→ Given text
A friend recently told me that I was “so like Byron.” I tried to puzzle out what she meant: A prolific poet? A notorious bisexual? A major theme in a work by Tom Stoppard? All are applicable to me, but I imagine, given the context of the conversation in which we were engaged, she was referring to the “self-imposed exile” thing.

You see, I’ve decided to not return to my mother country until the end of my contract; This may seem like a pretty commonplace choice for JETs, but it’s proven controversial with the folks back home. It doesn’t help that I don’t know when I’ll be returning yet– it might be as early as next summer, or as late as September 2020. I’m currently on the horns of re-appointment anxiety, but that’s an article for another day.

None of my friends back home accept my motivation for this uninterrupted separation, which is odd because I’ve given each of them a different explanation: I want to explore more of Asia in my time off; it’s too expensive; I don’t have time; it’s against my contract (I am not, and never have been, above lying to get out of awkward conversations). I’ve told everyone something different because the real reason is difficult to articulate.

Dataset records
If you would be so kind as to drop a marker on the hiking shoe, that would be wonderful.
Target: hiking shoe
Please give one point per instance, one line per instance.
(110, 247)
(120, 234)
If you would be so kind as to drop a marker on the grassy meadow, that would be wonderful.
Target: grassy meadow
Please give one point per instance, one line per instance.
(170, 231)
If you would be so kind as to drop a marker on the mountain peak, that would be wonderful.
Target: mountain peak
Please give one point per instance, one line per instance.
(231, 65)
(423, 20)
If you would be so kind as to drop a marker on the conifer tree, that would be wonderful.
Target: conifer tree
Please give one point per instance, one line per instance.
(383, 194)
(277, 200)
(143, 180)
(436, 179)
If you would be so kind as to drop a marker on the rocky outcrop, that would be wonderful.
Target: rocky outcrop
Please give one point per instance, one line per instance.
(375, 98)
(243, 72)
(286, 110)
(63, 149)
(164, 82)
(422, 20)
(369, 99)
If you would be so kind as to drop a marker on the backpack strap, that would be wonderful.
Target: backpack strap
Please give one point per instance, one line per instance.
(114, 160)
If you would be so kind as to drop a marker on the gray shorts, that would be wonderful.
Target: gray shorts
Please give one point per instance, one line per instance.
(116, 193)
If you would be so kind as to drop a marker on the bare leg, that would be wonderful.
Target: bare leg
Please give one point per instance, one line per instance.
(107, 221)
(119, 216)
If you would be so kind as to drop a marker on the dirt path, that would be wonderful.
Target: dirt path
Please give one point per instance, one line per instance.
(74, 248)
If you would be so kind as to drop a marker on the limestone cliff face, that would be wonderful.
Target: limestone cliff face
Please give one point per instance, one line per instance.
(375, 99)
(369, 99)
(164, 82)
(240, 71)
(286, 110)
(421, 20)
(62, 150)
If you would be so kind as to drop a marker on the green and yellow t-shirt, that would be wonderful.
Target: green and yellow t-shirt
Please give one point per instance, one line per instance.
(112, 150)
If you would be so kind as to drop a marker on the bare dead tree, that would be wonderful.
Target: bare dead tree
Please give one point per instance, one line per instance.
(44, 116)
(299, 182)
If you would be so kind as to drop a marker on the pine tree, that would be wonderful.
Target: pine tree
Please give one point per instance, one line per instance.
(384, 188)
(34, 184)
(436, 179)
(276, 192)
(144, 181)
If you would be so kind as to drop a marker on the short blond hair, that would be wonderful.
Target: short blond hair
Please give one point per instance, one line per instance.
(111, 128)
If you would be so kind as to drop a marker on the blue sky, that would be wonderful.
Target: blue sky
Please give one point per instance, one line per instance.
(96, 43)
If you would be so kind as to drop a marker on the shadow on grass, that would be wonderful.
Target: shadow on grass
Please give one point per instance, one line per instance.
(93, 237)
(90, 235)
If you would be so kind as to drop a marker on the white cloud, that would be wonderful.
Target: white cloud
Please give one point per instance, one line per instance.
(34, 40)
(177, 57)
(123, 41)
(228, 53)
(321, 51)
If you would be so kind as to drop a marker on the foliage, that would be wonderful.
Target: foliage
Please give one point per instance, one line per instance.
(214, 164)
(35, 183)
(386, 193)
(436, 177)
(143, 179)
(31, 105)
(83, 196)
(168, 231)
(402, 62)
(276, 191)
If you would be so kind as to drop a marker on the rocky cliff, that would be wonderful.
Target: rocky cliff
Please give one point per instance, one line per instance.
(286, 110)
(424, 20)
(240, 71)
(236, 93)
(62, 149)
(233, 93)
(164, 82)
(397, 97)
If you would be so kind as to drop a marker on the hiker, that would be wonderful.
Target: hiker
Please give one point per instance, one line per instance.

→ Tasks to carry out
[a] In the passage on self-imposed exile, what is the latest time the writer says the return home might happen?
[b] Reproduce the stretch of the passage on self-imposed exile from "None of my friends" through "difficult to articulate.".
[c] Does each statement agree with the passage on self-imposed exile? Answer yes or no for each, quoting the deciding words. (i) The writer plans to return home before the contract ends. (ii) The writer's friends back home accept the reason for the separation. (iii) The writer has given each friend a different explanation.

→ Per-task outputs
[a] September 2020

[b]
None of my friends back home accept my motivation for this uninterrupted separation, which is odd because I’ve given each of them a different explanation: I want to explore more of Asia in my time off; it’s too expensive; I don’t have time; it’s against my contract (I am not, and never have been, above lying to get out of awkward conversations). I’ve told everyone something different because the real reason is difficult to articulate.

[c]
(i) No: "I’ve decided to not return to my mother country until the end of my contract"
(ii) No: "None of my friends back home accept my motivation for this uninterrupted separation"
(iii) Yes: "I’ve given each of them a different explanation"